*SOURCE RECORDS*.
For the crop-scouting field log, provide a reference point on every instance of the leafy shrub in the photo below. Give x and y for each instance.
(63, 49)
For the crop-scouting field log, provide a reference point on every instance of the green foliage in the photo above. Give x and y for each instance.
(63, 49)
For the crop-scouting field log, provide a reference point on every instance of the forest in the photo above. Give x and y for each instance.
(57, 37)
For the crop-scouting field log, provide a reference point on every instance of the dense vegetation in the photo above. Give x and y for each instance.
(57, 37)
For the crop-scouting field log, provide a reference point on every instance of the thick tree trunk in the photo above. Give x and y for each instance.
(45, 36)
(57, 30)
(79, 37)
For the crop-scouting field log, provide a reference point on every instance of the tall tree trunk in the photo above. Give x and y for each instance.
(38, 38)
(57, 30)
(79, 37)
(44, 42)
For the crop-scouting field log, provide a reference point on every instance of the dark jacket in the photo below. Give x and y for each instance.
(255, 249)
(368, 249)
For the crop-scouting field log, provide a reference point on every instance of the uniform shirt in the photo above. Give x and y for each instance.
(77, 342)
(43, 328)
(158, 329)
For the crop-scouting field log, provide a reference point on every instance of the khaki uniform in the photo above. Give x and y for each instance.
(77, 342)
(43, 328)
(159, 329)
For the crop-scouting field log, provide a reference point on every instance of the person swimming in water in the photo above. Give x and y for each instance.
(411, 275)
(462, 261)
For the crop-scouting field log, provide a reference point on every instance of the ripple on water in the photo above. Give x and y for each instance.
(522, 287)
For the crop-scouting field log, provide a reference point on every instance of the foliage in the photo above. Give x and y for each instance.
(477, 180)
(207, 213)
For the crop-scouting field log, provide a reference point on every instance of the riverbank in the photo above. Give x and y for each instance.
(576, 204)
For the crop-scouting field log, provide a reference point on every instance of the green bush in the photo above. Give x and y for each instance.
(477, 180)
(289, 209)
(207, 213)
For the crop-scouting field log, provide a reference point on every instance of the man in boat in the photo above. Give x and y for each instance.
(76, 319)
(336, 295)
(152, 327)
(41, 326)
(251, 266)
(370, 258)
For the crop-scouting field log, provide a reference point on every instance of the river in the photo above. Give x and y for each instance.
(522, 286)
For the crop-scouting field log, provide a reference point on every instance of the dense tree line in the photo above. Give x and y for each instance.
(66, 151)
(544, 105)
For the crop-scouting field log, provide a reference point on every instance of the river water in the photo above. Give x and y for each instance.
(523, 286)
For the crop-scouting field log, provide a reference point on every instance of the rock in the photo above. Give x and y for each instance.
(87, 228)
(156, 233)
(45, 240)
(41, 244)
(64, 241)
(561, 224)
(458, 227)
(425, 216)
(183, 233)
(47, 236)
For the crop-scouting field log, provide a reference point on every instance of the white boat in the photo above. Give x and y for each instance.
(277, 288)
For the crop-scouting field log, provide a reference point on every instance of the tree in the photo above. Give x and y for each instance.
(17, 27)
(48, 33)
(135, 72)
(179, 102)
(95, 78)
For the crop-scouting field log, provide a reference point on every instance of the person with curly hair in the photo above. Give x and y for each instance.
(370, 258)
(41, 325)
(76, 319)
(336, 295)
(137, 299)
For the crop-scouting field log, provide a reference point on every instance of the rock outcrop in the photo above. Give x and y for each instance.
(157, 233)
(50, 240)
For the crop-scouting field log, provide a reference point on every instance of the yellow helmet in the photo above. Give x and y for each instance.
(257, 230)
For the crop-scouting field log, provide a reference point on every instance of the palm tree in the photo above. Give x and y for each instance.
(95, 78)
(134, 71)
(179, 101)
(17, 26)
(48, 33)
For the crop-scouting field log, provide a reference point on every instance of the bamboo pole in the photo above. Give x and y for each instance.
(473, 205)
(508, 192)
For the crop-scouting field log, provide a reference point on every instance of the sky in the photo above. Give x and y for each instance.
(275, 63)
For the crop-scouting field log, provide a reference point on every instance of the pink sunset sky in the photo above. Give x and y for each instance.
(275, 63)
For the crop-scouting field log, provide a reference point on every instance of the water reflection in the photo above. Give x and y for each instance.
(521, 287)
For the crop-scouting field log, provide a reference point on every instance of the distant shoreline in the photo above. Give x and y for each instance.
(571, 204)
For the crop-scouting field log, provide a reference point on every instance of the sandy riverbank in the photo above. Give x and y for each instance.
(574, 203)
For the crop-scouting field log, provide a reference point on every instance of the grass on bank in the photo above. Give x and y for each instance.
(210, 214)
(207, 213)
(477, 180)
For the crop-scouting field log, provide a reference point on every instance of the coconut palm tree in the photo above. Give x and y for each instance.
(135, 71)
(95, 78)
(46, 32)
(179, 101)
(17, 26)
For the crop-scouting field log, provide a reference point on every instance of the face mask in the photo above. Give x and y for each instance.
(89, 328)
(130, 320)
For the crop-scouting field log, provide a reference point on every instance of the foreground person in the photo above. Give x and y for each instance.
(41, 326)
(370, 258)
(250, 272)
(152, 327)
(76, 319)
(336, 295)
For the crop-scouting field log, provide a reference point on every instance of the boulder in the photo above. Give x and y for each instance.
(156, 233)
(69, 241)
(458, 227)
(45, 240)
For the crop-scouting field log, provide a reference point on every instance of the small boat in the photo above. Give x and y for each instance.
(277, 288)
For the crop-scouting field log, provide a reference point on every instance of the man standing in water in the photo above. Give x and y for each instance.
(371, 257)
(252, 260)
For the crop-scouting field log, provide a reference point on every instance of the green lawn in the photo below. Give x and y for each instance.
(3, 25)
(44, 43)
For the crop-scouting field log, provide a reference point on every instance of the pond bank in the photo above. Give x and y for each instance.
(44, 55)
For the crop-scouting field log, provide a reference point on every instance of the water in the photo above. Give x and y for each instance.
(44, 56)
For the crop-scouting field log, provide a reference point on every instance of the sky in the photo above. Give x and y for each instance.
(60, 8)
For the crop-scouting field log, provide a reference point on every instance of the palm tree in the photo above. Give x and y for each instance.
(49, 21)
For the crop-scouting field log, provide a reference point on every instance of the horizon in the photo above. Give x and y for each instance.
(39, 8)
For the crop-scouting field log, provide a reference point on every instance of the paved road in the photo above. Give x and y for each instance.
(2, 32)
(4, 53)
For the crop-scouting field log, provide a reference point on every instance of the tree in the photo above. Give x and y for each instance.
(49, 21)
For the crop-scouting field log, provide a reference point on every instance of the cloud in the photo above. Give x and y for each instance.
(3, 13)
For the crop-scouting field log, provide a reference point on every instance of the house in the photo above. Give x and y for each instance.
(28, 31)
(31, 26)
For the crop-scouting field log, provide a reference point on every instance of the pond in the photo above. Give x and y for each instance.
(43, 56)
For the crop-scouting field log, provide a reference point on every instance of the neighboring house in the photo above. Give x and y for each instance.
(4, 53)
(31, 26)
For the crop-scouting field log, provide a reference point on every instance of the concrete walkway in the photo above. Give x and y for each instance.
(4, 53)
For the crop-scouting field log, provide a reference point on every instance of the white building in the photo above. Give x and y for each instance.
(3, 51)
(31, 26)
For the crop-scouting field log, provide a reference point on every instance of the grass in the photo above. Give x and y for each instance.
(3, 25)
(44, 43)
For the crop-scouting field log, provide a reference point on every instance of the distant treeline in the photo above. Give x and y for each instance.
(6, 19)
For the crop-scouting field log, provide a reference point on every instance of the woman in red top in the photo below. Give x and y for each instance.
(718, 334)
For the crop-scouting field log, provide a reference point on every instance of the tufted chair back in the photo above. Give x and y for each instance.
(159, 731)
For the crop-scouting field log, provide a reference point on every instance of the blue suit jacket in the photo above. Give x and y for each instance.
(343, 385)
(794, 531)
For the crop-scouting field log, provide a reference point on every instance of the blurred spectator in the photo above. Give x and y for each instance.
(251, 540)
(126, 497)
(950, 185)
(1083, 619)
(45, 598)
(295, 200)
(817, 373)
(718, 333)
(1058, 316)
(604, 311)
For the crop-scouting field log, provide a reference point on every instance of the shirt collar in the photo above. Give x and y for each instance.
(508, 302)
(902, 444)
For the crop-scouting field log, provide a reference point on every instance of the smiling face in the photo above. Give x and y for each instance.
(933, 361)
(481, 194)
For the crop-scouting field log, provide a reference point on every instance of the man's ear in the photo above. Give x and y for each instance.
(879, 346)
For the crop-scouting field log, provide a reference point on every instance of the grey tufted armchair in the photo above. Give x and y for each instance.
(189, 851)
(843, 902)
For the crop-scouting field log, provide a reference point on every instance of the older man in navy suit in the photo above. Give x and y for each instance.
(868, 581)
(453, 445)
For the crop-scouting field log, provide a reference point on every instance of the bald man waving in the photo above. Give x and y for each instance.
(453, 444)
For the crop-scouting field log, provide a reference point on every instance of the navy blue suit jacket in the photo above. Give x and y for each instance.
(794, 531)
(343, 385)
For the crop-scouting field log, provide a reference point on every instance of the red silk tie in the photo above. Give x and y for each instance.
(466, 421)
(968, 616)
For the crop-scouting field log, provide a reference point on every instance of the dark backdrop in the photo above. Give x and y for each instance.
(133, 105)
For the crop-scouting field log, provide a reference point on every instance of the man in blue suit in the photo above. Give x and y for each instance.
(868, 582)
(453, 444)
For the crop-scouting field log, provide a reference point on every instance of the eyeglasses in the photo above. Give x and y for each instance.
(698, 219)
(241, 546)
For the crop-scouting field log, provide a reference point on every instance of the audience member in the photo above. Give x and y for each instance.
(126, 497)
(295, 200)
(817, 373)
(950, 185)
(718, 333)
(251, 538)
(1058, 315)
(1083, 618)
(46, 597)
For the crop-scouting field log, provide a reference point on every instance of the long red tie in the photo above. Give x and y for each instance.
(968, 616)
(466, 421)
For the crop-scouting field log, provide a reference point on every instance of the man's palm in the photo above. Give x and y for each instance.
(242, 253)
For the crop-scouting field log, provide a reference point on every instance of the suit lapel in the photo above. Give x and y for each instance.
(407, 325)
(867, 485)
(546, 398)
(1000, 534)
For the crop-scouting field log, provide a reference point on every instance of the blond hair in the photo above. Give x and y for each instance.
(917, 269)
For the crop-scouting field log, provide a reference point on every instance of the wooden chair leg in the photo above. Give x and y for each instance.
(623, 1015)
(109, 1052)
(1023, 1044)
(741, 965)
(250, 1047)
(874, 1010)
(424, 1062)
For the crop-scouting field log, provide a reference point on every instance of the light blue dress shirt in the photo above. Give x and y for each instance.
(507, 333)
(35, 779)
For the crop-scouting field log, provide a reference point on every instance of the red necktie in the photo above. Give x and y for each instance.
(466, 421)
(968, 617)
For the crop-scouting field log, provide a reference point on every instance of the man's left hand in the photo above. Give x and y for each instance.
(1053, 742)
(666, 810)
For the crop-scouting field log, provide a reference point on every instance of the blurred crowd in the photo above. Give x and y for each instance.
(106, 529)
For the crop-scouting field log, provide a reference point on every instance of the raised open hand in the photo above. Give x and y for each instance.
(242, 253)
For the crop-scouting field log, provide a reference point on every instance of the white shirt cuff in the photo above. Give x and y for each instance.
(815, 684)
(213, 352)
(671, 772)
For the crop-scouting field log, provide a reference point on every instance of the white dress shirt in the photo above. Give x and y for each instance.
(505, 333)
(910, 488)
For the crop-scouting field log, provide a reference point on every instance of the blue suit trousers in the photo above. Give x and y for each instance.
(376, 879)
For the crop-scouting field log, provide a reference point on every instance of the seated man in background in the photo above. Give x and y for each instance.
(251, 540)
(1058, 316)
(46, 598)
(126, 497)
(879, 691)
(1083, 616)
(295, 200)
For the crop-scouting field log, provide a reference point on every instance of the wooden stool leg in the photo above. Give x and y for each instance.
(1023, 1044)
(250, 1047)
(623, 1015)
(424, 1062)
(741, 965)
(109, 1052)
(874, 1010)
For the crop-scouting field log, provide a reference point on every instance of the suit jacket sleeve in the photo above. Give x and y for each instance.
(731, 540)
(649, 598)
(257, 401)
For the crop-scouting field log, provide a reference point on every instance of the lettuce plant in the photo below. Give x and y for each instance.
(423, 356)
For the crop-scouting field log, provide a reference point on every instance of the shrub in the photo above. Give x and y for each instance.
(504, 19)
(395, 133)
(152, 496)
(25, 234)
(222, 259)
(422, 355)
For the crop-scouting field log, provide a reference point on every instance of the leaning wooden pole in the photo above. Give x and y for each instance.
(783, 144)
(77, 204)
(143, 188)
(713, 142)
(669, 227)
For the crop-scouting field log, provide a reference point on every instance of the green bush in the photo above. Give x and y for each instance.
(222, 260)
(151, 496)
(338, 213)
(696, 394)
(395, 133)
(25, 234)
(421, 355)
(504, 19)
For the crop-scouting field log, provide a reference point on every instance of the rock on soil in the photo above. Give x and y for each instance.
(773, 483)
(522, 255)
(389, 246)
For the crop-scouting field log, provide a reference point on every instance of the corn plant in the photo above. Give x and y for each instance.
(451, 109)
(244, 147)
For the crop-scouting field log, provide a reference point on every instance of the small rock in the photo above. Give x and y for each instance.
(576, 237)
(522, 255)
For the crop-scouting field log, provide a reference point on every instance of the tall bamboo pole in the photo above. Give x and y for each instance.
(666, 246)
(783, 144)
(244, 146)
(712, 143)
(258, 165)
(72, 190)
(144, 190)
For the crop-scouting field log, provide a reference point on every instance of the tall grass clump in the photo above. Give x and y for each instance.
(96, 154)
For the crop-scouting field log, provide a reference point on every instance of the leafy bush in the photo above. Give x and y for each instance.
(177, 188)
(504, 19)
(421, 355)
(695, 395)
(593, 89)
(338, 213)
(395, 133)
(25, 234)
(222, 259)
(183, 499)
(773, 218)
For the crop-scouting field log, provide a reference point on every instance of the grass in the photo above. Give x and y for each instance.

*EXERCISE*.
For the span from the line containing "the rock on" through the last line of the entries above, transcribe each line exactly and leave out everything else.

*SOLUTION TO THE EXERCISE*.
For the crop-scouting field log, provide a reference point on every instance of the rock on soil in the photo above. Give x and y for each instance.
(773, 483)
(522, 255)
(389, 246)
For the crop-scouting field log, provide a reference point on every instance of the corn plant in the photo above. Give x and y for each instance.
(451, 109)
(244, 147)
For the crop-scouting field log, provide a reference point on every instance of the small rock in the photo above. Give x and y for each instance.
(576, 237)
(522, 255)
For the crop-scouting field log, provide a reference point on every instance of the tall bamboo pole in the photo above. Give x and y for each instance.
(666, 246)
(783, 144)
(244, 146)
(712, 143)
(258, 165)
(72, 190)
(144, 190)
For the crop-scouting field log, provide a reference point on every instance of the tall grass clump in the photo above. Give x and y for each instance.
(96, 154)
For the crop-scouting field log, provide a reference point on every instance of the leafy bush in the photo above. Give x and y for each instance.
(177, 188)
(504, 19)
(421, 355)
(695, 395)
(593, 89)
(338, 213)
(395, 133)
(25, 234)
(222, 259)
(183, 499)
(773, 218)
For the crop-scouting field log, provide a reference point on every instance of the grass in the photo above. Give x and y for each instance.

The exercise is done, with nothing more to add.